Quote every line below exactly as it reads.

=== MATERIAL FOR THIS EXERCISE ===

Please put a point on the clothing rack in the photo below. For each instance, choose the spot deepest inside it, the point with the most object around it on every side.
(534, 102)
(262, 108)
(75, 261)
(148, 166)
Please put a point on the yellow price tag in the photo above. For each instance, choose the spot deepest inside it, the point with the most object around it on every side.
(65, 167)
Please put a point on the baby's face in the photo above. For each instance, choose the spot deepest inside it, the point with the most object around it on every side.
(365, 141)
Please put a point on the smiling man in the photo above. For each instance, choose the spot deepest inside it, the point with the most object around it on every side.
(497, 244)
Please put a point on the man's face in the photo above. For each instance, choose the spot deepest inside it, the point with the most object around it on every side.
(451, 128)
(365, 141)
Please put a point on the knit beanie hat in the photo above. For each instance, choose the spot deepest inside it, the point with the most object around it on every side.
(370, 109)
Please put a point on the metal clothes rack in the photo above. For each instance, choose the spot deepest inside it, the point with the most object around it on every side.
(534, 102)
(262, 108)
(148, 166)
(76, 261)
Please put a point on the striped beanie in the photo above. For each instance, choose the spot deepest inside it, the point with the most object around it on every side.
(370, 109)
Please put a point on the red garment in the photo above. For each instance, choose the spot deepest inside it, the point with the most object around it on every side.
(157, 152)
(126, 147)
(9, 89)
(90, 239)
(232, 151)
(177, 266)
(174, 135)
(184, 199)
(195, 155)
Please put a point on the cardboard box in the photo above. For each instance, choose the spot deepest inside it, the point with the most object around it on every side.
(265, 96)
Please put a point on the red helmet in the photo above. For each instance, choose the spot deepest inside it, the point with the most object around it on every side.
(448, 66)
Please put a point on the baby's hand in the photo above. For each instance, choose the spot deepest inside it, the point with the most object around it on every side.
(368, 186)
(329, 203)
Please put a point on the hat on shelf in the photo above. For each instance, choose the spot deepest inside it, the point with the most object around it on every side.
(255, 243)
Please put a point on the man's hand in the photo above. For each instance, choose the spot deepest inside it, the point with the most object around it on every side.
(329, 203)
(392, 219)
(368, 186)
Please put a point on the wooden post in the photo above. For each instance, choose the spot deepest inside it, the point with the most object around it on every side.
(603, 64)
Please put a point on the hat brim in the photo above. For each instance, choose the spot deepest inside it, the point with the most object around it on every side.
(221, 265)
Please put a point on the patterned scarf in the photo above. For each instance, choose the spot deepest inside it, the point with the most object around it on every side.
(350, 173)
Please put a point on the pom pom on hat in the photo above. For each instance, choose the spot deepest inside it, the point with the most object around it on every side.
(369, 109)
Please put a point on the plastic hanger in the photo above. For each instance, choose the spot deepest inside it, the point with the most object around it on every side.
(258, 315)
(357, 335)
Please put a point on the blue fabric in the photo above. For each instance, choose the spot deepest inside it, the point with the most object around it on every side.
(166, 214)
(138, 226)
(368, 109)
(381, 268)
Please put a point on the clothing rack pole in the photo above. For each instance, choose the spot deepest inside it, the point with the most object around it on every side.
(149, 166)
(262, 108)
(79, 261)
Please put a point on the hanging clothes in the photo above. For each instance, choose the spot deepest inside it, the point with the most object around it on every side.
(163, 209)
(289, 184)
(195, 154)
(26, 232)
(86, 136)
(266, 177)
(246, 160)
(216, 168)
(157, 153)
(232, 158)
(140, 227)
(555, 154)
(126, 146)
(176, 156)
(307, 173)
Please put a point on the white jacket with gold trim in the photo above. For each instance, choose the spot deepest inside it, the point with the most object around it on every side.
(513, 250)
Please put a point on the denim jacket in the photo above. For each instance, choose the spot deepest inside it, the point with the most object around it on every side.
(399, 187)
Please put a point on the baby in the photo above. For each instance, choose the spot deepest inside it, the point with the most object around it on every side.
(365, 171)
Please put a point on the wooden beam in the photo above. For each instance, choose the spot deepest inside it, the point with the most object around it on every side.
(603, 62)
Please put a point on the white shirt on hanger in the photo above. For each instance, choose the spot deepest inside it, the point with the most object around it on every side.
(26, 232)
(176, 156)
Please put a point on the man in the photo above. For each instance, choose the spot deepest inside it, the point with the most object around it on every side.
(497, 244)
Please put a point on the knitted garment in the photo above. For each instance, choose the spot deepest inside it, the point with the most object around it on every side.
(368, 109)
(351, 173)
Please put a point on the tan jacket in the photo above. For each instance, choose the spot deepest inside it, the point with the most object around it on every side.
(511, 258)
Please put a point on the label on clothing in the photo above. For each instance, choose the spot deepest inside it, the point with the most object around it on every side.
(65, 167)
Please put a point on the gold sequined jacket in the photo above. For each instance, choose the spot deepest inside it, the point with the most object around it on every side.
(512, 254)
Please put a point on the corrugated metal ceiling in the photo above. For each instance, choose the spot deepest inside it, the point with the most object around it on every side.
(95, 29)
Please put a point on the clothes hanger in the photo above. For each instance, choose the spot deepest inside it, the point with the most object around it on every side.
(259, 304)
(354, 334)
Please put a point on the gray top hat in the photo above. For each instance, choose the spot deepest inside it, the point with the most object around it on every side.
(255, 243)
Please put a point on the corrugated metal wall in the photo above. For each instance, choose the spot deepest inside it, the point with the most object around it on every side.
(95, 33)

===

→ OUTPUT OF THE EXERCISE:
Please put a point on the clothing rack in the photo below. For each instance, choose the spot deepest inside it, the point with the most object around it on every side.
(534, 102)
(262, 108)
(75, 261)
(148, 166)
Please put a point on the yellow price tag in the photo above. For each instance, choose the spot deepest inside it, the point with the most object around it on every side.
(65, 167)
Please put a point on the baby's face in the photo above. For each instance, choose the spot deepest inside it, the point with the most object around it on every side.
(365, 141)
Please put a point on the smiling man in the photo above. For each instance, choose the spot deepest inside it, the point with the most object around it on every side.
(497, 244)
Please put a point on the man's face in the photo above. For each instance, choose the spot deepest inside it, the point with the most object around it on every side.
(451, 128)
(365, 141)
Please put a point on the knit beanie hat in the photo above. For each instance, choose the spot deepest inside it, the point with the most object around it on every side.
(370, 109)
Please put a point on the metal clothes rack in the photo above. For each instance, choose the spot deepest inside it, the point with the most object around it on every side.
(534, 102)
(262, 108)
(148, 166)
(76, 261)
Please put a point on the striped beanie in the photo above. For each instance, choose the spot deepest inside it, the point with the most object around it on every side.
(370, 109)
Please put a point on the red garment in the photo above. For each instance, choose the spot deepest inside it, the point with the most object around it on every side.
(157, 152)
(126, 147)
(9, 89)
(90, 239)
(232, 151)
(177, 266)
(174, 135)
(184, 199)
(195, 155)
Please put a point on the cardboard box in the photo above. For each instance, choose the spot deepest inside it, the point with the most object around it on every side.
(265, 96)
Please put a point on the red helmet in the photo above. For each instance, choose the spot deepest inside it, the point with the most object around it on every side.
(448, 66)
Please put a point on the baby's hand in the photo above. For each instance, choose the spot deepest inside it, the point with the most object around it on every side.
(368, 186)
(329, 203)
Please put a point on the hat on shelf in the photo above. For each instance, choose the spot deepest inside it, the point with the most object around it on every side.
(255, 243)
Please put a point on the man's hand in the photo above. For each instance, choose the spot deepest inside it, the point with the most object around it on every side.
(329, 203)
(392, 219)
(368, 186)
Please put a point on the wooden post in the photo above. For each instance, choose the spot deepest inside it, the point with the most object around it on every side.
(603, 64)
Please put a point on the hat brim in the photo above. For each instance, choose the spot deepest inside it, the point with the most object around it on every side.
(221, 265)
Please put a point on the patterned scarf in the photo above. For each instance, choose the spot deepest inside it, the point with the most object around it on every side.
(350, 173)
Please put a point on the pom pom on hat in the photo above. For each instance, choose the spot deepest inside it, the point with the most object around it on every side.
(369, 109)
Please put a point on the plastic hanger in the photo above. For each instance, choose the spot deepest inside it, the point with the most object around it on every side.
(258, 315)
(357, 335)
Please put a point on the blue fabric in the photo above. For each instance, choose the spot deepest inside it, the point with the most object around it on every side.
(166, 214)
(138, 226)
(368, 109)
(381, 268)
Please put a point on the clothing rack pole in the photo above. For each instance, choose the spot deepest inside it, the point with the most object around it on every side.
(149, 166)
(262, 108)
(79, 261)
Please put a point on the hanging clothes in the photo above. For each instance, choose the spot deepest inside it, the point with the most object around it on every side.
(163, 209)
(289, 184)
(195, 154)
(26, 232)
(86, 136)
(266, 177)
(246, 160)
(216, 168)
(157, 153)
(232, 158)
(140, 227)
(555, 154)
(126, 146)
(176, 156)
(307, 173)
Please put a point on the white jacket with gold trim in the photo above. For each instance, choose the spot deepest inside it, the point with the most object around it on every side.
(513, 250)
Please put a point on the denim jacket in the photo above. For each instance, choose the spot deepest inside it, the point with the most object around it on every side.
(399, 187)
Please put a point on the baby in the photo above. For each instance, choose the spot deepest inside it, the point with the most object around it on every side.
(365, 171)
Please put a point on the wooden beam in the photo above. For each instance, choose the spot deepest inside it, the point with the most object around it on every side.
(603, 62)
Please put a point on the white shirt on hanger in the photo above. For each instance, choose the spot deepest inside it, the point with the most object around it on every side.
(26, 232)
(176, 156)
Please put a point on the man in the photo above. For each instance, choose the spot deepest inside it, the point with the most object around it on every side.
(497, 244)
Please put a point on the knitted garment in the photo above. For each instance, choose the spot deepest inside it, the point with the most object around it on every side.
(368, 109)
(351, 173)
Please put a point on the tan jacket in the photo above. For each instance, choose the spot deepest inside it, the point with the most object around it on every side.
(511, 258)
Please put a point on the label on clothing in the photo above. For each instance, choose the spot deepest inside it, the point with the most object around it on every side.
(65, 167)
Please put a point on the gold sequined jacket in the photo above. For each instance, choose the spot deepest inside it, the point with the most object around it on every side.
(512, 254)
Please put a point on the corrugated metal ceiling in the photo above. For each instance, choose the spot deepest inside it, the point with the most object around it on every side.
(95, 29)
Please put a point on the clothes hanger in the photo above. For each instance, choose the spot deepest inside it, the point with the most object around it on every side.
(259, 304)
(354, 334)
Please put a point on the gray top hat in the photo above. For each instance, choose the spot deepest inside it, the point with the most object around it on every side.
(255, 243)
Please put a point on the corrugated metal wall in the photo above. For each instance, choose the spot deepest inside it, the point with the most object around it on every side.
(95, 33)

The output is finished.